__Text passage__:
■ ■ ■
Code Monkey home page Code Monkey logo

Comments (6)

janosh avatar janosh commented on June 12, 2024

My bad for not handling pickle files separately in load_train_test(). Maybe we should rename the function into load() since it's clearly morphing into more than just a training and test set loader. @pbenner Curious to hear your opinion!

from matbench-discovery.

pbenner avatar pbenner commented on June 12, 2024

Yes sounds good! Also fetch_process_wbm_dataset.py could be fully integrated and called when first running load()

from matbench-discovery.

pbenner avatar pbenner commented on June 12, 2024

This is the error I get using the new branch:

Traceback (most recent call last):
  File "/home/pbenner/Source/tmp/matbench-discovery/data/wbm/fetch_process_wbm_dataset.py", line 322, in <module>
    assert sum(no_id_mask := df_summary.index.isna()) == 6, f"{sum(no_id_mask)=}"
AssertionError: sum(no_id_mask)=0

from matbench-discovery.

janosh avatar janosh commented on June 12, 2024

Are you using pandas v1.x.x? I just changed the code from v1 to v2 compat. I'll downwards pin pandas in pyproject.toml to avoid this in the future.

from matbench-discovery.
■ ■ ■
__Source excerpt__:

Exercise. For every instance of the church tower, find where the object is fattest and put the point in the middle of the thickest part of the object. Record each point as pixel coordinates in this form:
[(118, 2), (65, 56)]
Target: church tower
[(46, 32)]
■ ■ ■
__Complete the following__:
1 > Decide whether each statement agrees with the comment thread, answering yes or no and quoting the words of the thread that settle it. (a) janosh proposes renaming load_train_test() to load(). (b) The assertion error shows that sum(no_id_mask) equals 6. (c) pbenner suggests that fetch_process_wbm_dataset.py be called when load() is first run.
2 > Set down, word for word, the part of the comment thread that opens with the words containing "AssertionError: sum(no_id_mask)=0" and closes with "in the future.".
3 > Restate more briefly the paragraph of the comment thread that begins "My bad for not handling pickle files", keeping its main points.
The material plays no part in this exercise.

__Responses__:
1 >
(a) Yes: "Maybe we should rename the function into load()"
(b) No: "AssertionError: sum(no_id_mask)=0"
(c) Yes: "Also fetch_process_wbm_dataset.py could be fully integrated and called when first running load()"

2 >
AssertionError: sum(no_id_mask)=0

from matbench-discovery.

janosh avatar janosh commented on June 12, 2024

Are you using pandas v1.x.x? I just changed the code from v1 to v2 compat. I'll downwards pin pandas in pyproject.toml to avoid this in the future.

3 > janosh admits that load_train_test() did not handle pickle files separately. Because the function now does more than load training and test sets, janosh proposes renaming it load() and asks @pbenner for an opinion.